[Tasks to carry out]
**A)** Answer these questions from the text about self-producing dance:
(i) What share of ticket buyers did not show up?
(ii) In what year did the writer quit the Cunningham company?
(iii) Where is the James Turrell installation for the next project?
**B)** From the text about self-producing dance, write out the words starting with "That would mean" and going on through "do not know.".

At least half of the audience stayed in the lobby every night to cheer us on. Everyone loved the show, except some of the press, as expected. I do things that are new and different, that challenge dance culture and that aren’t yet accepted. I’m used to bad reviews because I was the first person to put a man in a skirt onstage as a matter of style and identity rather than drag, the first person to deeply entwine the technique and sensibility of modern dance with ballet and street influences. I worked in film, on Broadway and with pop stars, when doing anything outside of strict theater dance was taboo. I paved the way for others.
The lightning strike on the building also struck my brain. Self-producing is a no-win game.
Self-producing is the only option if one wants to maintain a company by having an annual season, because the very few institutions that commission or present dance in New York City are not in a position to present a company annually. Without institutional support there’s no way to reach an audience, get funding, get previews in the press, get into the cultural priorities of the moment, et cetera. The season we just finished encompasses 2.5 years of mostly very intense work and hundreds of thousands of dollars in expenses.
The difficulties are not just financial. Working with freelance collaborators means that the cherished minds you hope to continue to work with aren’t available and you have to spend weeks, if not months, finding a way to replace them. You perform for four nights and many who want to see it are out of town. There’s no way to actually get the message out that the performances are taking place. Our internet society is diffuse and without authority. Thus, there’s the great challenge of finding an audience, exacerbated by on-demand culture, the disappearance of representation in dance, a staid and unadventurous mindset in the dance world and continuing pandemic paranoia. We had a roughly 35 percent absentee rate in people not showing up who’d purchased tickets. I’m very grateful to everyone who bought tickets, to those who came, and am especially gratified by the unbridled enthusiasm that greeted us nightly.
Everything about self-producing is punishing, except for working with the dancers and communicating with an audience. That is exhilarating. I’ve done it, against all odds, since 1981, when I quit the Cunningham company. Self-producing means leading a life so perverse and out of balance that I just might not be able to face the preposterousness of it anymore, mainly because everything has become that much harder every year.
That would mean essentially letting go of my company now, and that is very hard. I’ve had an extraordinary group of dancers. Those who made up the relaunching of the company in 2004 when I returned from 15 years abroad, until today—yes, nearly 20 years—have been incredibly gifted dancers both creative and technically remarkable, as well as generous and thoughtful human beings. I am at peace with letting go, though it is not my desire. It seems like it is time to swerve, but in what direction I do not know.
I had a fulfilling end to my dance and choreographic life in New York City with this last season. We demonstrated resolve and resilience through the terrible challenge of COVID. I was able to pursue a rewarding experience as both a dancer and a choreographer, and even as a filmmaker. I will continue to work in opera, in film and live with dancers, if and when we’re commissioned to create. Our next project is a site-specific work for the James Turrell installation Twilight Epiphany, on the Rice University campus in Houston on April 22 and 23. Ciao! Enjoy life! Fight for what you believe in.

Items from a data source:
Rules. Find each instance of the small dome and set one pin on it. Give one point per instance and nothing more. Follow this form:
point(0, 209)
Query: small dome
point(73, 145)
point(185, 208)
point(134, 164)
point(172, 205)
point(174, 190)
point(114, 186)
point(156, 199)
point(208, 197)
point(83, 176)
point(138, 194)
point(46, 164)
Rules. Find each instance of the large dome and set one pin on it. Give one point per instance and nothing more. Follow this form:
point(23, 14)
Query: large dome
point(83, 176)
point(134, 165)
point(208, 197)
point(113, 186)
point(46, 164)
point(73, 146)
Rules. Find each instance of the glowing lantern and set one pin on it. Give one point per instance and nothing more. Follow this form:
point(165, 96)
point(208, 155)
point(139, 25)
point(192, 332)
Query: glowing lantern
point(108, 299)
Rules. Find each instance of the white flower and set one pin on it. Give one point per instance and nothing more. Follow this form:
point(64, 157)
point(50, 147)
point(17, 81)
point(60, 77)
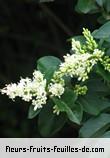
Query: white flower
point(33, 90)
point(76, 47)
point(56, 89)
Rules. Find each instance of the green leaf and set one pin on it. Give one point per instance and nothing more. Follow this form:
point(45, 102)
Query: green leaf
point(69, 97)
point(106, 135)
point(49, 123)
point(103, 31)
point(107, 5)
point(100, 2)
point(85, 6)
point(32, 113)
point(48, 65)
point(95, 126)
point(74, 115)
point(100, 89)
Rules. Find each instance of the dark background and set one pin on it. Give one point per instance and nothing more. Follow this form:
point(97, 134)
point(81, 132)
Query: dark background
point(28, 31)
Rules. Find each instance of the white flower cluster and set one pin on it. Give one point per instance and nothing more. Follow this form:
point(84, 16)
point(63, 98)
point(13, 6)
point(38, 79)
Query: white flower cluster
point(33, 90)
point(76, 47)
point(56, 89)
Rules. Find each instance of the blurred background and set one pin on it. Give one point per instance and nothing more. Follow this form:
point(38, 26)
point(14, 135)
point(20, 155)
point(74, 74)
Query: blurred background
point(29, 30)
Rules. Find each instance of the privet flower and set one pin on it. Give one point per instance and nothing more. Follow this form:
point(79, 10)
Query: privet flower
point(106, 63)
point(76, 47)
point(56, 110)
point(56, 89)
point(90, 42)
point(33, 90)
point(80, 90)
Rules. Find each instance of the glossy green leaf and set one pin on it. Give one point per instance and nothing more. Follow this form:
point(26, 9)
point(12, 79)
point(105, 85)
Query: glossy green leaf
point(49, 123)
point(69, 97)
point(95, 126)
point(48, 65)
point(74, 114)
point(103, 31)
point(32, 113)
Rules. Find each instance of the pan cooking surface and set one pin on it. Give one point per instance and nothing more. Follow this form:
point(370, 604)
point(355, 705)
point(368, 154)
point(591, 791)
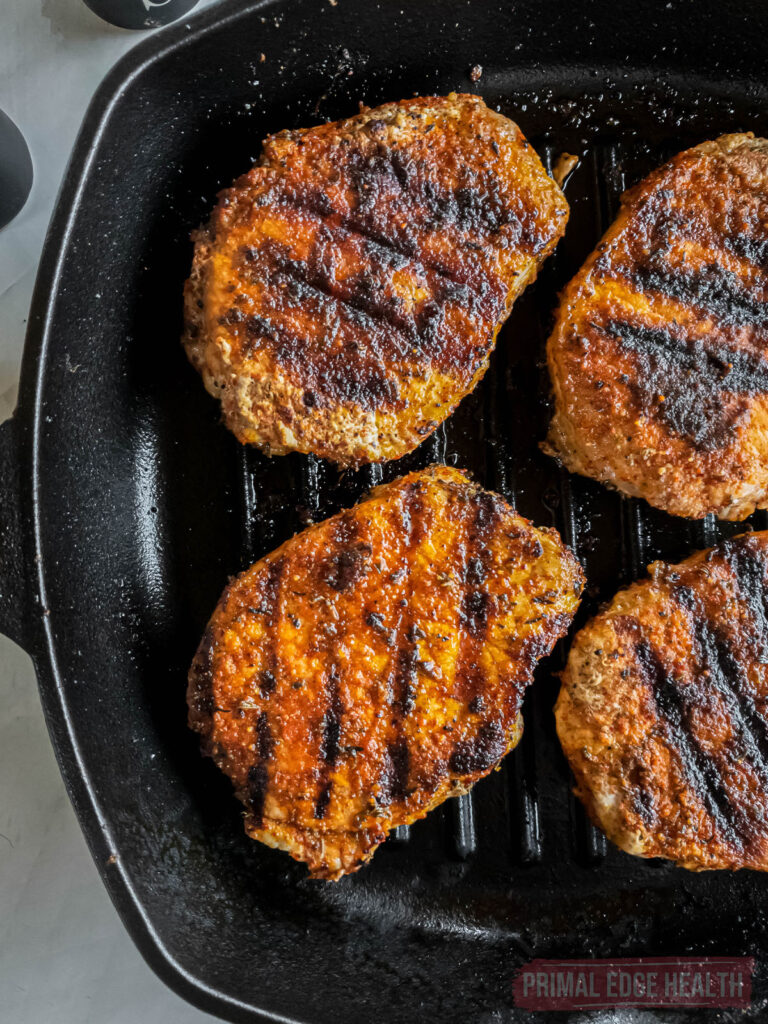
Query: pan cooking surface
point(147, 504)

* * *

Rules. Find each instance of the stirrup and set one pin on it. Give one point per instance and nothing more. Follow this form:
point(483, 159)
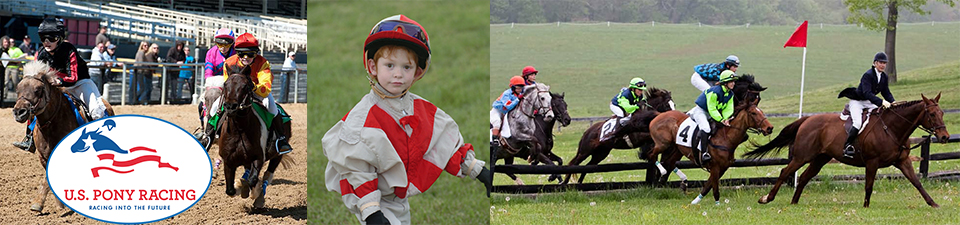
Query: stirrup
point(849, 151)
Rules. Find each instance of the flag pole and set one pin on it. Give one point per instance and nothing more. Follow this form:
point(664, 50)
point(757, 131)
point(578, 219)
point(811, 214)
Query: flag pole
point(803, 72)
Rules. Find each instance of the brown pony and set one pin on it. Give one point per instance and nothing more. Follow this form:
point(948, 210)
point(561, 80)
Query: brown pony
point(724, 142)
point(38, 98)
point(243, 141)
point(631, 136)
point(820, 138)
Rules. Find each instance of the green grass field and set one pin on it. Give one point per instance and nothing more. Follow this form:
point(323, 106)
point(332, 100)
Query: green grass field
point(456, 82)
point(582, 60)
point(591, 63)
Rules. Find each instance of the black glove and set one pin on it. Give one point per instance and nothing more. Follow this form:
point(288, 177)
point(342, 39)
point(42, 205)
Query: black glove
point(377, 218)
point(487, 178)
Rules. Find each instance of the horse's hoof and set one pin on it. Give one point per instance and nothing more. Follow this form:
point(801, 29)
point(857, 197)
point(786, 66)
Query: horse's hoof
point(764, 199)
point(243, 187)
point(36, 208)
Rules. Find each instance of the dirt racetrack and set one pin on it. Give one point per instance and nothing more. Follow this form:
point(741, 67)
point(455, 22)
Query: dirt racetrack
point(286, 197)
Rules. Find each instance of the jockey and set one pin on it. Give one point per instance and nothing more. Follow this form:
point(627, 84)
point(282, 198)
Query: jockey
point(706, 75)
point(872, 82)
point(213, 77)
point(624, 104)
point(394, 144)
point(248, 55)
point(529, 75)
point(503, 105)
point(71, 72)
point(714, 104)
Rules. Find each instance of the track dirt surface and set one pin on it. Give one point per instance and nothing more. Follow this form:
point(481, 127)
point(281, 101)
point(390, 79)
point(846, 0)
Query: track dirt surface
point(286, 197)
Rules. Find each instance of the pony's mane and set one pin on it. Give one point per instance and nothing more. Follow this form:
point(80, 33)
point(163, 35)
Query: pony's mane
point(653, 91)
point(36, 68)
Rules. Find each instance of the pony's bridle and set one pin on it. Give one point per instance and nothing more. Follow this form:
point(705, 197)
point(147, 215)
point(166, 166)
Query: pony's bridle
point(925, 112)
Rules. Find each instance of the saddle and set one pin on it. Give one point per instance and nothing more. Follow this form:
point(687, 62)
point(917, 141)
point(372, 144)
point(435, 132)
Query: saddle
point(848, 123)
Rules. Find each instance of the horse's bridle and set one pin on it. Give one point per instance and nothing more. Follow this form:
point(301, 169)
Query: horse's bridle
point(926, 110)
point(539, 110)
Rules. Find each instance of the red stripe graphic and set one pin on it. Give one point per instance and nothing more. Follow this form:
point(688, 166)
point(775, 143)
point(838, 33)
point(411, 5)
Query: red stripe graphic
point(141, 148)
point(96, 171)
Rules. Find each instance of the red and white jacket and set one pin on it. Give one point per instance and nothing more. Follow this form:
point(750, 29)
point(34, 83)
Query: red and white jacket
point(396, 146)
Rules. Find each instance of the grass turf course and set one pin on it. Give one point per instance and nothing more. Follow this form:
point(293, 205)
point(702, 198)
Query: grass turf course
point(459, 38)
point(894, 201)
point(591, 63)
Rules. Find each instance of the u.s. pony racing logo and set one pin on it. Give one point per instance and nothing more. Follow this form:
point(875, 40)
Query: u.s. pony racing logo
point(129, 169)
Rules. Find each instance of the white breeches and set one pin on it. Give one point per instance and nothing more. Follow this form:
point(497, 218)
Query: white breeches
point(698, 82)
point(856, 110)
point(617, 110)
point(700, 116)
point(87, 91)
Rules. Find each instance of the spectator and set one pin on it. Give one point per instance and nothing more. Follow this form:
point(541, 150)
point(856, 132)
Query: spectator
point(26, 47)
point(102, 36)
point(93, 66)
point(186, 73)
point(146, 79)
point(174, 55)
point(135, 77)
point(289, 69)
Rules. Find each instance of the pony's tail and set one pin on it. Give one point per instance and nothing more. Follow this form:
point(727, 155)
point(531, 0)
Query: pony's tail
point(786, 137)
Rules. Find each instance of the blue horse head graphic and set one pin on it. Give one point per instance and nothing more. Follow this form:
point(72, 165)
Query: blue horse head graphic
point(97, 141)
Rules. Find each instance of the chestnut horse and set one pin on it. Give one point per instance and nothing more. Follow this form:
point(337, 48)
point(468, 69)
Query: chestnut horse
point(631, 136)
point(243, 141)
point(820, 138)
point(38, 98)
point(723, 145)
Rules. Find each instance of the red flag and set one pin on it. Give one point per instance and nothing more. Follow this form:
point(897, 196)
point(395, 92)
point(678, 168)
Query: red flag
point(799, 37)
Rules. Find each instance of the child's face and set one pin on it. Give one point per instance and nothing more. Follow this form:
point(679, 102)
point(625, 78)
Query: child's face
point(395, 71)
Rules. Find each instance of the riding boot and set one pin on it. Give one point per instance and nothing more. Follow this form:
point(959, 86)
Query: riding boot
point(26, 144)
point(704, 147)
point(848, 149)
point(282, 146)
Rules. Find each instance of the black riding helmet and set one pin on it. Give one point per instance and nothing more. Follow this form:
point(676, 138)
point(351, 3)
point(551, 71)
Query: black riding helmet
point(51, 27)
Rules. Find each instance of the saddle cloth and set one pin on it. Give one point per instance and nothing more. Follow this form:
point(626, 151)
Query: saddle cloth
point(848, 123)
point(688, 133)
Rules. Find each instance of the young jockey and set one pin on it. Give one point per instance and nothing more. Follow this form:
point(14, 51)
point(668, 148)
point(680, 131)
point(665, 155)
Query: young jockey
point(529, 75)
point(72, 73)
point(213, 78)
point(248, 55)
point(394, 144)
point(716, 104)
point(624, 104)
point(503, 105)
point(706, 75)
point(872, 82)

---

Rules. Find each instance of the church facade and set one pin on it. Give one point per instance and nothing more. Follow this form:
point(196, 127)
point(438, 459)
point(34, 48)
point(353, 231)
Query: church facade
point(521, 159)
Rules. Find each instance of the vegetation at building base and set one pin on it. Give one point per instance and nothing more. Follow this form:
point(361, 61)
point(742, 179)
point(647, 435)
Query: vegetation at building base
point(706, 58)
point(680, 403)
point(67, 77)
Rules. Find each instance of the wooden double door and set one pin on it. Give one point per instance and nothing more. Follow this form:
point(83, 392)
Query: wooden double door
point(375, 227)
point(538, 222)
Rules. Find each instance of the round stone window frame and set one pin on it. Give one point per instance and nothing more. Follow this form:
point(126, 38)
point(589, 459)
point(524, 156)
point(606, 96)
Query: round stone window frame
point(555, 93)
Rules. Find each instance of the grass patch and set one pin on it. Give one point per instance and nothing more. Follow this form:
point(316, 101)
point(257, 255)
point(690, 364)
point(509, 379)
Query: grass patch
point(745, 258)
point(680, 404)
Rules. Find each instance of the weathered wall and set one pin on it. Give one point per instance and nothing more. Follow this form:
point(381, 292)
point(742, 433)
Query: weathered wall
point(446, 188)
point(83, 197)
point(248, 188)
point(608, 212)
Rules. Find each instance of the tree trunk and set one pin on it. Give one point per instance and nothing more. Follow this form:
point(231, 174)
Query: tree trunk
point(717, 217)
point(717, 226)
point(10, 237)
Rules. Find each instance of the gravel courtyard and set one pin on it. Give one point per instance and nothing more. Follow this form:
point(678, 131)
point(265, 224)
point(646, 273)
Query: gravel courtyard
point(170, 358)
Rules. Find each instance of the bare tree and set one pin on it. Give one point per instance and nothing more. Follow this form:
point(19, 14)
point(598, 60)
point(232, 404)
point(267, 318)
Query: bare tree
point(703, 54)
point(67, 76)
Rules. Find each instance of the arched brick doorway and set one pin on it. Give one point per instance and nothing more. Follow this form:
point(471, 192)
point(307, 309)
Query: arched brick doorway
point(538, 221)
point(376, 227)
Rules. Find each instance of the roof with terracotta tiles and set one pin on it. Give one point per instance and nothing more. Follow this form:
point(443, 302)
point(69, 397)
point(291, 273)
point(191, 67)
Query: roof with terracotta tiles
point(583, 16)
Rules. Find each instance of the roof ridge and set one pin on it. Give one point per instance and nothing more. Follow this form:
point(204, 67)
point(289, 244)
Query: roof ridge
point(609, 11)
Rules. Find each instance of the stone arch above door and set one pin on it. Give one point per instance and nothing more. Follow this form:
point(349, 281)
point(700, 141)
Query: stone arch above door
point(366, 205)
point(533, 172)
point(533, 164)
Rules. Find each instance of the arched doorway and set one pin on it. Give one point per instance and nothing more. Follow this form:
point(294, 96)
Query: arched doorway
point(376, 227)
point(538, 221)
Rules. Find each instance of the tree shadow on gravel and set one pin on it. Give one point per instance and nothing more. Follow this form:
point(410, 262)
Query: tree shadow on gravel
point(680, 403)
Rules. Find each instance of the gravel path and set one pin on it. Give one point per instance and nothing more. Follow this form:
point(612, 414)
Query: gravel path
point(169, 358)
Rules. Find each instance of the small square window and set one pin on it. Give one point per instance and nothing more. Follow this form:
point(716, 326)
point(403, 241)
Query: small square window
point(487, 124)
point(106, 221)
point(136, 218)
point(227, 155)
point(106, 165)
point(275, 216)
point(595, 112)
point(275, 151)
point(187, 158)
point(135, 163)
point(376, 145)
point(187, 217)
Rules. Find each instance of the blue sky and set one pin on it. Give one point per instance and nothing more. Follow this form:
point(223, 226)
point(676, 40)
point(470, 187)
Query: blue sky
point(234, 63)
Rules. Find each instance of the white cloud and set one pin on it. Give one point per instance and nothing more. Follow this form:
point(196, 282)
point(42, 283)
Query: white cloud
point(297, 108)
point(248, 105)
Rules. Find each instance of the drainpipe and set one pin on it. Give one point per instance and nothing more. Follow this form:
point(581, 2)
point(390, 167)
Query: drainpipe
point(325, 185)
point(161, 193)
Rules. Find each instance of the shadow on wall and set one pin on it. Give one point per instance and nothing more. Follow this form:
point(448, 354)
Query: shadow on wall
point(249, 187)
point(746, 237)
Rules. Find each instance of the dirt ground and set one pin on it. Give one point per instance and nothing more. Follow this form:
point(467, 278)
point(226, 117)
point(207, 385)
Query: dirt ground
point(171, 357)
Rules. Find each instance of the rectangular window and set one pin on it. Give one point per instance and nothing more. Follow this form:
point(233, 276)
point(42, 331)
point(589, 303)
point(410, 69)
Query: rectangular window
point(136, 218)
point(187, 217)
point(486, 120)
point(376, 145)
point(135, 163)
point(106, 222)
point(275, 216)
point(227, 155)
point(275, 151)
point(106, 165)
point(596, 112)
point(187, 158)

[Task-by-task solutions]
**A)**
(i) Roughly 35 percent.
(ii) 1981.
(iii) On the Rice University campus in Houston.

**B)**
That would mean essentially letting go of my company now, and that is very hard. I’ve had an extraordinary group of dancers. Those who made up the relaunching of the company in 2004 when I returned from 15 years abroad, until today—yes, nearly 20 years—have been incredibly gifted dancers both creative and technically remarkable, as well as generous and thoughtful human beings. I am at peace with letting go, though it is not my desire. It seems like it is time to swerve, but in what direction I do not know.